■ Instructions to follow: Repeat each entry as written and leave the images out of the copy.

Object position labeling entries
--------------------

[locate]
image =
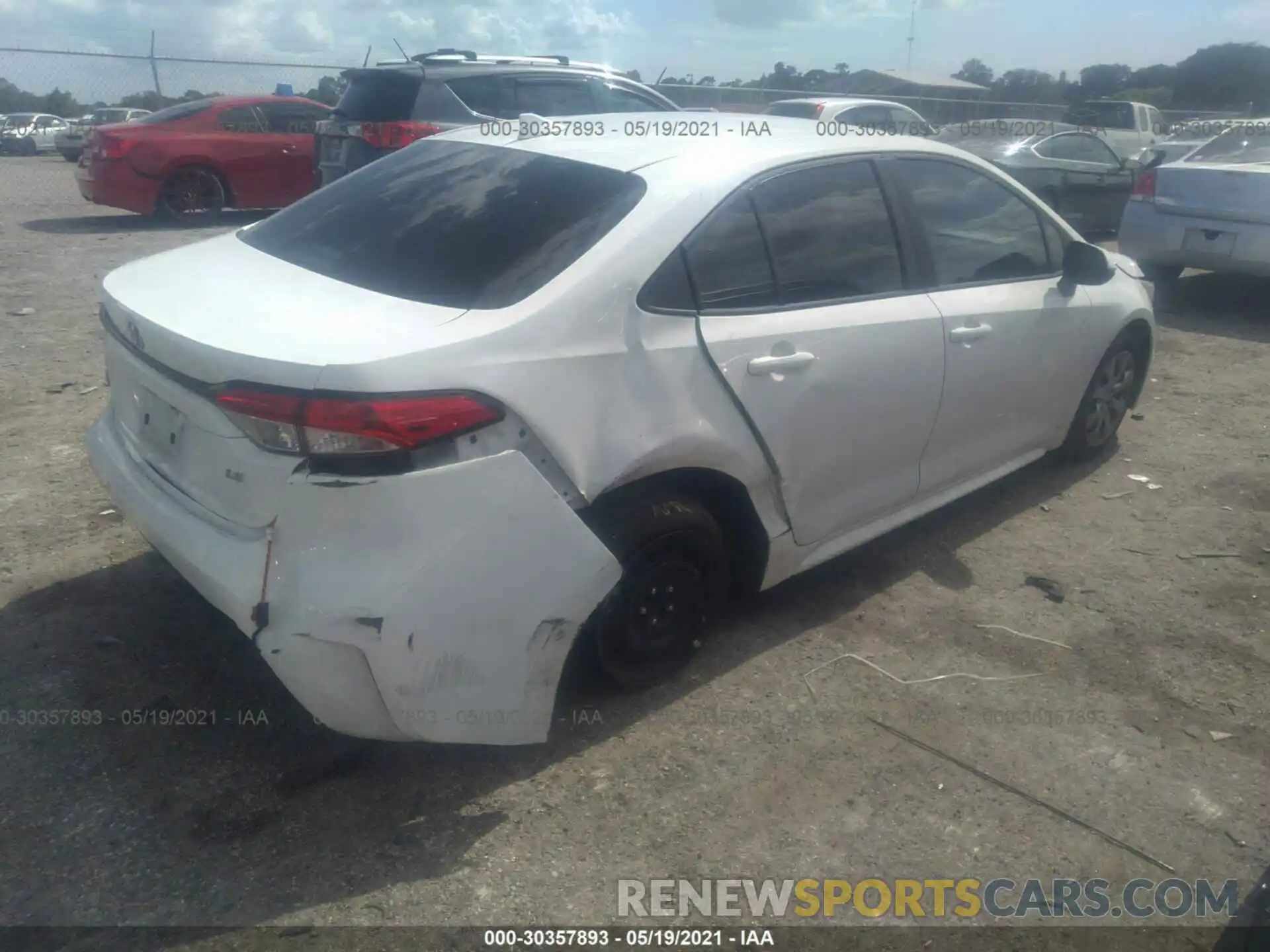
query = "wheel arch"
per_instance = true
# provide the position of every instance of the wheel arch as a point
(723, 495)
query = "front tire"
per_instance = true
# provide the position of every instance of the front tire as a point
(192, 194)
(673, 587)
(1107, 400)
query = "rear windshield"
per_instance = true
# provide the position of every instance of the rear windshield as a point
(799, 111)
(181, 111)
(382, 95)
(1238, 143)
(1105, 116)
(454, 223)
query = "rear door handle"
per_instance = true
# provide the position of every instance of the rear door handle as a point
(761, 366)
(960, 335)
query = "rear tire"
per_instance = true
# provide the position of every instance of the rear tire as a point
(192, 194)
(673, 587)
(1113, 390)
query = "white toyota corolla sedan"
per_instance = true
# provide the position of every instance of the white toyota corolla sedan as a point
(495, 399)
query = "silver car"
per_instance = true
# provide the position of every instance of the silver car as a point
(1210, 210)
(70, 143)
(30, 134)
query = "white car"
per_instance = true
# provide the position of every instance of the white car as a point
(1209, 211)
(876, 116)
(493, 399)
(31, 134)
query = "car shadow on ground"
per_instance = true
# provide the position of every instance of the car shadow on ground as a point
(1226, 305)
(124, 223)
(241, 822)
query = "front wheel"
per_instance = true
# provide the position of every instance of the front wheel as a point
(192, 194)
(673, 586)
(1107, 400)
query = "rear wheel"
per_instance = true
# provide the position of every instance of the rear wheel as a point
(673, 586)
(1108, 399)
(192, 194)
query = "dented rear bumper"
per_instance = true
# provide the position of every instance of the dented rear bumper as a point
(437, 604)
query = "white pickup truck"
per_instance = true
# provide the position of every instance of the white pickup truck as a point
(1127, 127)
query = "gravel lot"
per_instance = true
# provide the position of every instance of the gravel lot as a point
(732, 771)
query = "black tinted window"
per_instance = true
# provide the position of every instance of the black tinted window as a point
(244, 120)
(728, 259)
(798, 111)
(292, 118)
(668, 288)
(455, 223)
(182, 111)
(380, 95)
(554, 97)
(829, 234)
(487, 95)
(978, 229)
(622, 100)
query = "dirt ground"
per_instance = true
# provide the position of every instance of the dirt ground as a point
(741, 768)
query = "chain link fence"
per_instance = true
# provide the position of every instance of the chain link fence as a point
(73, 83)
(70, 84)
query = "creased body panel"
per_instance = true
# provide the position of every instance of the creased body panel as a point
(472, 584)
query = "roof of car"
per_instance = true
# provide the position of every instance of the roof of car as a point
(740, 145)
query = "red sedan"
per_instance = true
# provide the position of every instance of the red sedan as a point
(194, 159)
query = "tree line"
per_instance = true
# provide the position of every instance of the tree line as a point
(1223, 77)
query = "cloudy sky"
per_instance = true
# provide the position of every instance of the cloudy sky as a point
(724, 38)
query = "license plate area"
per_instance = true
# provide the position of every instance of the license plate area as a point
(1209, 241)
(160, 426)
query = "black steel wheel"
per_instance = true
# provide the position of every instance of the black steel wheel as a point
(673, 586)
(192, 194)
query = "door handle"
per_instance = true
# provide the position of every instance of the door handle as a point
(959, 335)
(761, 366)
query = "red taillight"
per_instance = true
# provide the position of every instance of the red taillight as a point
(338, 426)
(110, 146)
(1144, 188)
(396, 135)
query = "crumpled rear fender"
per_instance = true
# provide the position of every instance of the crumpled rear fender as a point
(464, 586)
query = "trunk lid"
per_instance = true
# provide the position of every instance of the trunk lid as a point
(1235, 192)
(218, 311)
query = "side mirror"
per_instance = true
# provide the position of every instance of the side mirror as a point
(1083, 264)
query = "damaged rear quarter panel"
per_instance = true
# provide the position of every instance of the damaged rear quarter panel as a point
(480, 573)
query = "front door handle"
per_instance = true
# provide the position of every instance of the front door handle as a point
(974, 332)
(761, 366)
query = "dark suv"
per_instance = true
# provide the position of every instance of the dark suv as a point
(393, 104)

--------------------

■ Worked solution:
[locate]
image =
query = "wheel arch"
per_instance = true
# provide the position of every instance of the wheel arch as a point
(723, 495)
query = "front tire"
per_instance = true
# provide the position of every instance of the front tire as a point
(192, 194)
(673, 587)
(1107, 400)
query = "rear windshield"
per_instance = true
# provide the position of every instance of the rear windshield as a point
(799, 111)
(181, 111)
(382, 95)
(1238, 143)
(1105, 116)
(454, 223)
query = "rear door handle"
per_instance = true
# provide the position of every instance of the rear door handle as a point
(761, 366)
(960, 335)
query = "rear tire"
per_instance = true
# provide the position of every instance of the rear tire as a point
(192, 194)
(673, 587)
(1113, 390)
query = "white toyota corolla sedan"
per_instance = true
# provide the position of every instance of the white toyota corolla sedan as a point
(495, 399)
query = "silver car"
per_instance = true
# provide the position of every instance of the silver car as a point
(1210, 210)
(70, 143)
(30, 134)
query = "white car"
per_instance = true
# provide the position of every instance of the white car as a point
(1209, 211)
(876, 116)
(493, 399)
(31, 134)
query = "car shadow on ground"
per_instance = true
# provide the position of every instance of the car shadow on ground as a point
(1226, 305)
(124, 223)
(241, 822)
query = "front wheel"
per_instance = true
# provide the position of every instance of the front wheel as a point
(192, 194)
(673, 586)
(1107, 400)
query = "rear wheel"
per_instance = true
# provide the position of every instance of the rear wheel as a point
(673, 586)
(1108, 399)
(192, 194)
query = "dented rear bumper"
per_instance = true
# provide the position of every instance of the dented rear bumper as a point
(437, 604)
query = "white pickup truck"
per_instance = true
# provide the position of every instance of the white pickup truck as a point
(1127, 127)
query = "gravel lot"
per_instance = true
# provide the position of every instance of the gravel lot as a point
(732, 771)
query = "black tinted window"
per_instance = true
# provide the position of every instance of the black tinted window as a point
(244, 120)
(728, 259)
(798, 111)
(292, 118)
(668, 288)
(455, 223)
(182, 111)
(380, 95)
(554, 97)
(829, 234)
(487, 95)
(978, 229)
(622, 100)
query = "dirt ground"
per_instance = true
# provide the position of every instance of the dirt ground as a point
(741, 768)
query = "chain link fence"
per_instance = true
# provide the position of every instance of the chain link fence as a point
(73, 83)
(70, 84)
query = "creased body panel"
per_instance = true
# provide the position of every instance of the creased body panel as a point
(472, 584)
query = "roof of car"
per_instance = true
# provide the position of every instance of the roof of car as a point
(740, 145)
query = "red sedan"
per_instance = true
# provide the position of every instance of the red sedan as a point
(194, 159)
query = "tree line"
per_instance = true
# provide the position of every instance of the tree line as a point
(1223, 77)
query = "cloudy sky"
per_instance = true
# provide the position of every instance of the cloudy sky as a point
(724, 38)
query = "license plate area"
per_instance = true
# provide the position of every instance of the license plate area as a point
(1209, 241)
(160, 426)
query = "black steel wheel"
per_instance = true
# provide the position of every instance of the black steel wheel as a point
(673, 586)
(192, 194)
query = "door handle"
per_instance = true
# provide the position of every instance of the door handle as a point
(959, 335)
(761, 366)
query = "red taillight"
per_instance = true
# provide the position of every instance of the red taillight as a point
(338, 426)
(110, 146)
(1144, 188)
(396, 135)
query = "crumpled rear fender"
per_instance = true
# provide the position of every instance of the crumpled rear fender as a point
(464, 586)
query = "trunk lid"
per_instance = true
# provide the position of every instance of the trunk lid as a point
(1235, 192)
(218, 311)
query = "side mirror"
per_instance = true
# provide the position of every instance of the side mirror as a point
(1083, 264)
query = "damaged rear quarter panel"
per_instance = true
# provide the position of every instance of the damaged rear quarter panel as a point
(480, 573)
query = "front door handle"
per_instance = true
# provide the position of every instance of the front door handle as a point
(974, 332)
(761, 366)
query = "dark suv"
per_instance = true
# provide the position of every instance of the dark suv as a point
(393, 104)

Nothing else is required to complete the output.